→ **VERSTÄNDNIS PRÜFEN**:
**a)** Wo hat Boris Rhein laut dem Text zum Frankfurter Bahnhofsviertel unten den Sieben-Punkte-Plan vorgestellt?
**b)** Geben Sie aus dem Text zum Frankfurter Bahnhofsviertel unten wortgetreu die Stelle wieder, die mit „Ministerpräsident Boris Rhein“ beginnt und bis einschließlich „Opioiden zugespitzt hat.“ reicht.
**c)** Führen Sie den Text zum Frankfurter Bahnhofsviertel unten nach seinem letzten Satz weiter.

→ **ÜBUNGSTEXT**:
▼

Ministerpräsident Boris Rhein hat in einem Gastbeitrag in der Frankfurter Allgemeinen Sonntagszeitung einen Sieben-Punkte-Plan der Landesregierung zum Frankfurter Bahnhofsviertel vorgestellt. Damit reagiert er unter anderem darauf, dass sich die gesundheitliche Versorgungssituation von Menschen mit Drogenabhängigkeit im Nachgang der COVID-19-Pandemie und durch die steigende Verbreitung von Crack und synthetischen Opioiden zugespitzt hat.

▲

→ **UNTERSUCHTES MATERIAL**:
▼

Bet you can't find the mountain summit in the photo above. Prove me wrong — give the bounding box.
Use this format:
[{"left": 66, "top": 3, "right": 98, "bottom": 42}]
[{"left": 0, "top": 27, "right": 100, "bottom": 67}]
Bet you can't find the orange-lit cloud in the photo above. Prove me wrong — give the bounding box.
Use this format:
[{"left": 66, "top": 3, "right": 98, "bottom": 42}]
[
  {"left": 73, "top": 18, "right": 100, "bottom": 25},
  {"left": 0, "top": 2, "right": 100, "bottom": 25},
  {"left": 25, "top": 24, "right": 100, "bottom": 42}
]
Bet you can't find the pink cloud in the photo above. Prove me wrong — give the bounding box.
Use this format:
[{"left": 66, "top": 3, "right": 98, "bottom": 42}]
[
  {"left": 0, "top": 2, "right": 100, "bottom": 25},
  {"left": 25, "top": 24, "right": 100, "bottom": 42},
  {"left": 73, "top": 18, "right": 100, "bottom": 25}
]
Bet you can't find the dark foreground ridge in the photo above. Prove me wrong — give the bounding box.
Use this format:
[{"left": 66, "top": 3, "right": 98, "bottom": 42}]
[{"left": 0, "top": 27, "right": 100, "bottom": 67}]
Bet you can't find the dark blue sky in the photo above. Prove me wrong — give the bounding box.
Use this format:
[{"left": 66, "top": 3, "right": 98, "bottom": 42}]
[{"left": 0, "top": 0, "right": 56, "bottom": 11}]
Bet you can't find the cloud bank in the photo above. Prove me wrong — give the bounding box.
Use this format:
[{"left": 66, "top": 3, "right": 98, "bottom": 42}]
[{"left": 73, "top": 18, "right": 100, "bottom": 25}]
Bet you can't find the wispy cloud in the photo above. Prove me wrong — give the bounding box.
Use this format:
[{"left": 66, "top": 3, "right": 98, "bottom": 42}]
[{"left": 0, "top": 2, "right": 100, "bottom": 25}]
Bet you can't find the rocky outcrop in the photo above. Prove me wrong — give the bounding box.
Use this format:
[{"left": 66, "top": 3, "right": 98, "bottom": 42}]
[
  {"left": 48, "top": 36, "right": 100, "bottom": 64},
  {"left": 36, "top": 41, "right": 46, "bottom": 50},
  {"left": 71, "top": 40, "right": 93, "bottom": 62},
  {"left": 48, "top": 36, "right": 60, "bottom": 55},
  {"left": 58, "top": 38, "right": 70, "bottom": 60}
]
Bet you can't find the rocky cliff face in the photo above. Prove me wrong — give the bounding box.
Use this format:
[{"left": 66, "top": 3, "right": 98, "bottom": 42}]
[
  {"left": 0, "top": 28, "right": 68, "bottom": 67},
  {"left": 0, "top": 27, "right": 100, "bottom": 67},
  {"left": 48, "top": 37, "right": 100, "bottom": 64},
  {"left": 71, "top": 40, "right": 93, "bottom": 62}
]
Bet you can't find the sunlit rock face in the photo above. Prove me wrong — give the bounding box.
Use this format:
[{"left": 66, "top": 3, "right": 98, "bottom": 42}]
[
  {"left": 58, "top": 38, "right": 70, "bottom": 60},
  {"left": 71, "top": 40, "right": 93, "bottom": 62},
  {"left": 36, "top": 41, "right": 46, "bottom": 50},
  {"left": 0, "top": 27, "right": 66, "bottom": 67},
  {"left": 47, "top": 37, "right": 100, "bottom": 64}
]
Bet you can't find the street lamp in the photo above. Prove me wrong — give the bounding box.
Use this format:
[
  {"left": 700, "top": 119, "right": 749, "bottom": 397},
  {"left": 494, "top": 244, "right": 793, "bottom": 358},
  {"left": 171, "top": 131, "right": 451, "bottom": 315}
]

▲

→ **LÖSUNGEN JE AUFGABE**:
**a)** In einem Gastbeitrag in der Frankfurter Allgemeinen Sonntagszeitung.

**b)**
Ministerpräsident Boris Rhein hat in einem Gastbeitrag in der Frankfurter Allgemeinen Sonntagszeitung einen Sieben-Punkte-Plan der Landesregierung zum Frankfurter Bahnhofsviertel vorgestellt. Damit reagiert er unter anderem darauf, dass sich die gesundheitliche Versorgungssituation von Menschen mit Drogenabhängigkeit im Nachgang der COVID-19-Pandemie und durch die steigende Verbreitung von Crack und synthetischen Opioiden zugespitzt hat.

**c)**
In seinem Sieben-Punkte-Plan führt der Ministerpräsident zurecht aus, dass die Stadt Frankfurt die Drogenproblematik weder alleine lösen noch bewältigen kann. Er kündigt an, dass das Land die Stadt stärker unterstützen wird und fordert „neue Ansätze und ein konsequentes Vorgehen mit allen zur Verfügung stehenden Mitteln“. Dabei stehen verschiedene, recht konkrete innen- und sicherheitspolitische Maßnahmen wie eine Intensivierung von Kontrollen, härtere Strafen und mehr Videoüberwachung im Vordergrund. Hinsichtlich mindestens ebenso wichtiger sozial-, integrations- und gesundheitspolitischer Vorschläge zur Verbesserung der Versorgung von Hilfsbedürftigen zeugt der Vorstoß des Ministerpräsidenten hingegen von mangelnder Kenntnis und fehlender Präzision.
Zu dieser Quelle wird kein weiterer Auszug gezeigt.